[Start TASK DATA]

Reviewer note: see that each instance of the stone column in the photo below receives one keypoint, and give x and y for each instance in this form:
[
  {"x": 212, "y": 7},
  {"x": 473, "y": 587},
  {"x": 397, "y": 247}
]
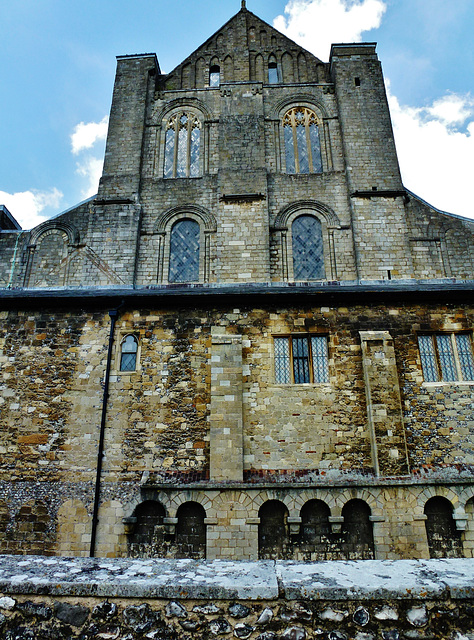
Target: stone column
[
  {"x": 226, "y": 408},
  {"x": 384, "y": 406}
]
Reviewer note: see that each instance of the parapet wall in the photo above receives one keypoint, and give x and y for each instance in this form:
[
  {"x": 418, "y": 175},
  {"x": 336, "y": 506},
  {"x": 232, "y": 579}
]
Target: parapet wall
[{"x": 44, "y": 598}]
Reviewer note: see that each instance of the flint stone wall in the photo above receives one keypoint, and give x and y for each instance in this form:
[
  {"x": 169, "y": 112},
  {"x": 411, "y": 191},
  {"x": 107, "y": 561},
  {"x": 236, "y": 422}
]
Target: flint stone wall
[{"x": 178, "y": 600}]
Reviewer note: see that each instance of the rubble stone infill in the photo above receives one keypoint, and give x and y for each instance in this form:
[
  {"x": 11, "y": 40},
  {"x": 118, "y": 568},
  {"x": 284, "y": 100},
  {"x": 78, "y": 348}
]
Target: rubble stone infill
[{"x": 43, "y": 598}]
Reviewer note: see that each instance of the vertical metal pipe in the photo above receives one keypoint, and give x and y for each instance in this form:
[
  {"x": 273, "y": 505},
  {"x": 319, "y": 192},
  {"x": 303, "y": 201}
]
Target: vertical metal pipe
[{"x": 100, "y": 454}]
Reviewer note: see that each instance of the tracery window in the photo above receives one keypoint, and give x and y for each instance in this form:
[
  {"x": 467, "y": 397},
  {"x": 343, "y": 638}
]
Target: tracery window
[
  {"x": 182, "y": 146},
  {"x": 272, "y": 71},
  {"x": 301, "y": 359},
  {"x": 128, "y": 354},
  {"x": 446, "y": 357},
  {"x": 302, "y": 143},
  {"x": 184, "y": 251},
  {"x": 308, "y": 256}
]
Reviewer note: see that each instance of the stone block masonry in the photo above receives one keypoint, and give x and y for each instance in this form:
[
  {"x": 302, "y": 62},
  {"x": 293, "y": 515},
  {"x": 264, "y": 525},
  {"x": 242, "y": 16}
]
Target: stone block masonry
[{"x": 66, "y": 598}]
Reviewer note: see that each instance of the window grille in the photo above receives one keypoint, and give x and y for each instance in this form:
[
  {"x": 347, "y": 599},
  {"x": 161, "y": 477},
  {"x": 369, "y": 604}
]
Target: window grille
[
  {"x": 182, "y": 146},
  {"x": 128, "y": 355},
  {"x": 302, "y": 143},
  {"x": 446, "y": 357},
  {"x": 301, "y": 359},
  {"x": 184, "y": 251},
  {"x": 308, "y": 257}
]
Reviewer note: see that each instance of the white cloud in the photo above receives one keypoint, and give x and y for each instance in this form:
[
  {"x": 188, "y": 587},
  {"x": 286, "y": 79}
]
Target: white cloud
[
  {"x": 91, "y": 169},
  {"x": 85, "y": 135},
  {"x": 316, "y": 24},
  {"x": 436, "y": 150},
  {"x": 26, "y": 206}
]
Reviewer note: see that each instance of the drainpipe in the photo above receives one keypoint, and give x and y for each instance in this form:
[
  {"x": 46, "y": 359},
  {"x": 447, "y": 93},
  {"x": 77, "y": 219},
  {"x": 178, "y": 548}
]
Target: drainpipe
[{"x": 100, "y": 454}]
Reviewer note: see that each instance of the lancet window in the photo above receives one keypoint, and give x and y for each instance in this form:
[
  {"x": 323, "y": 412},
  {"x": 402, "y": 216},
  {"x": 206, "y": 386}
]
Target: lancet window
[
  {"x": 302, "y": 142},
  {"x": 182, "y": 146}
]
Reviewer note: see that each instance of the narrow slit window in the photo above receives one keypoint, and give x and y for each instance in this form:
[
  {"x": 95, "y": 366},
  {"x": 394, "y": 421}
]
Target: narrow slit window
[
  {"x": 128, "y": 354},
  {"x": 302, "y": 141},
  {"x": 182, "y": 146},
  {"x": 273, "y": 71},
  {"x": 215, "y": 75}
]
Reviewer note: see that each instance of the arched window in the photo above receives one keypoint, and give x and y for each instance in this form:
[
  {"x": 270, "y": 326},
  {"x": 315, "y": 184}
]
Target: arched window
[
  {"x": 182, "y": 146},
  {"x": 128, "y": 354},
  {"x": 444, "y": 540},
  {"x": 302, "y": 144},
  {"x": 308, "y": 257},
  {"x": 214, "y": 75},
  {"x": 357, "y": 534},
  {"x": 191, "y": 531},
  {"x": 272, "y": 71},
  {"x": 184, "y": 251},
  {"x": 273, "y": 535},
  {"x": 147, "y": 538},
  {"x": 315, "y": 531}
]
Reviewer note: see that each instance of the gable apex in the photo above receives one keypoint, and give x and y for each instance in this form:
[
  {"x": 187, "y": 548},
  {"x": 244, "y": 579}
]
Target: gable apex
[{"x": 241, "y": 50}]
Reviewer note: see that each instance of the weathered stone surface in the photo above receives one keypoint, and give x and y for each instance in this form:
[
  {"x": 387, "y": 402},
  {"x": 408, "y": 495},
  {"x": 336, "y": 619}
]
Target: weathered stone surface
[
  {"x": 361, "y": 616},
  {"x": 293, "y": 633},
  {"x": 237, "y": 610},
  {"x": 219, "y": 627},
  {"x": 265, "y": 617},
  {"x": 31, "y": 609},
  {"x": 243, "y": 630},
  {"x": 74, "y": 615},
  {"x": 175, "y": 609},
  {"x": 105, "y": 611},
  {"x": 140, "y": 618},
  {"x": 417, "y": 616}
]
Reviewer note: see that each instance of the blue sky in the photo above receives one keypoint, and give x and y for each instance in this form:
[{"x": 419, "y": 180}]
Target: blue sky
[{"x": 58, "y": 63}]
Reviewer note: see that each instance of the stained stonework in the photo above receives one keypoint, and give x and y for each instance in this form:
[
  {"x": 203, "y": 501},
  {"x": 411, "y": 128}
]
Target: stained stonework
[{"x": 306, "y": 396}]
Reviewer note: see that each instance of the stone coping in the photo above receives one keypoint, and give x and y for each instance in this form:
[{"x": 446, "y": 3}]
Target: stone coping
[{"x": 222, "y": 579}]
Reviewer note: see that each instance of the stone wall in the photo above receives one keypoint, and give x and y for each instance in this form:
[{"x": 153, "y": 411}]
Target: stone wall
[{"x": 65, "y": 598}]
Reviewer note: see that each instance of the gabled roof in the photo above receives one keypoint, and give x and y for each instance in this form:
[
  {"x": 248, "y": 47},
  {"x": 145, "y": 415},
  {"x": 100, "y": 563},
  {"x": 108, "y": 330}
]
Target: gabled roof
[{"x": 243, "y": 36}]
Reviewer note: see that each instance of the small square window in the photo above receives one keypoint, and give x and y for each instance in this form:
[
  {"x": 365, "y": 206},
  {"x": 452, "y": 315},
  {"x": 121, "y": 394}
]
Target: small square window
[
  {"x": 301, "y": 359},
  {"x": 446, "y": 357}
]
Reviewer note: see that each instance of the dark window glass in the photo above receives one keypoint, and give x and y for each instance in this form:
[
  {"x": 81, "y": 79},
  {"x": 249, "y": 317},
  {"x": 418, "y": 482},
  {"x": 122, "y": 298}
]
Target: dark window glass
[
  {"x": 446, "y": 357},
  {"x": 215, "y": 76},
  {"x": 302, "y": 143},
  {"x": 191, "y": 531},
  {"x": 182, "y": 146},
  {"x": 444, "y": 540},
  {"x": 273, "y": 537},
  {"x": 272, "y": 72},
  {"x": 308, "y": 258},
  {"x": 184, "y": 252},
  {"x": 128, "y": 357},
  {"x": 301, "y": 359}
]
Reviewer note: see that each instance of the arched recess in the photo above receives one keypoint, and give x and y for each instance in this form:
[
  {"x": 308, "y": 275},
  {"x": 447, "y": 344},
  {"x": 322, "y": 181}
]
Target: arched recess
[
  {"x": 444, "y": 540},
  {"x": 357, "y": 538},
  {"x": 305, "y": 102},
  {"x": 273, "y": 533},
  {"x": 314, "y": 542},
  {"x": 469, "y": 535},
  {"x": 50, "y": 245},
  {"x": 283, "y": 228},
  {"x": 163, "y": 228},
  {"x": 147, "y": 536},
  {"x": 191, "y": 531}
]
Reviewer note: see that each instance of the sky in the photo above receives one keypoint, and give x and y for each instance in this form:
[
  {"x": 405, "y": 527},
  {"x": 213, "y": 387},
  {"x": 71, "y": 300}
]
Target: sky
[{"x": 57, "y": 67}]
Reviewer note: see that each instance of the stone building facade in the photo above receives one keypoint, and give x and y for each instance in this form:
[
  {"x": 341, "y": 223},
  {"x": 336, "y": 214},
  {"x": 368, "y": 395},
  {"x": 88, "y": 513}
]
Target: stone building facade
[{"x": 253, "y": 342}]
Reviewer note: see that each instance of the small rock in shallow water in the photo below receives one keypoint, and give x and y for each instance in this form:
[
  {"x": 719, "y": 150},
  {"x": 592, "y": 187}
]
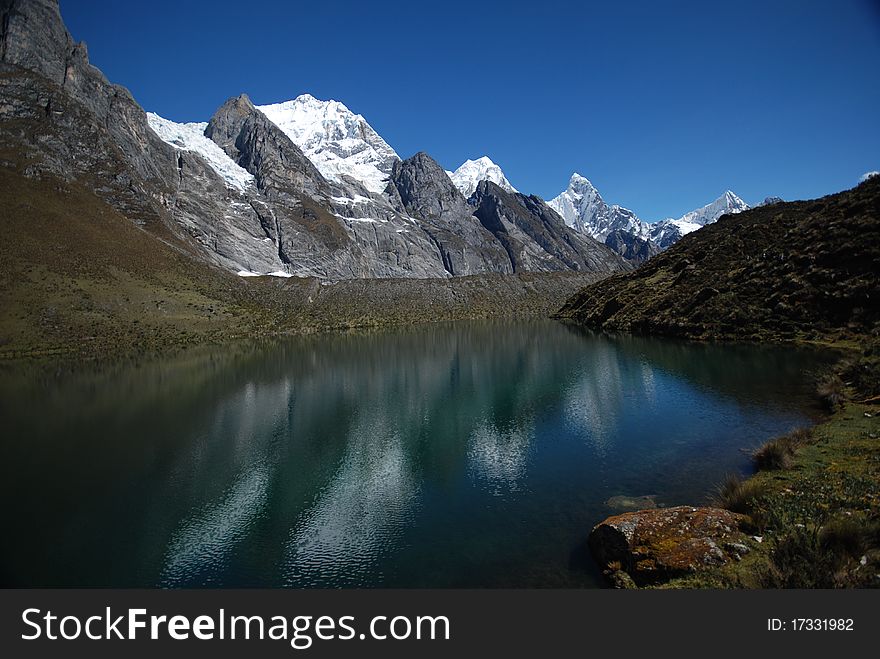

[End TASK DATA]

Starting with the line that contains "Reviewer note: see that each instance of the small rock" and going on through the end of the material, reproduce those lines as a numbered list, skipping blank lines and leaving out any picture.

1. Reviewer note: see that each instance of the small rock in shallow water in the photo below receives one keypoint, and give x and y for each instance in this form:
2. [
3.   {"x": 719, "y": 150},
4.   {"x": 592, "y": 187}
5. ]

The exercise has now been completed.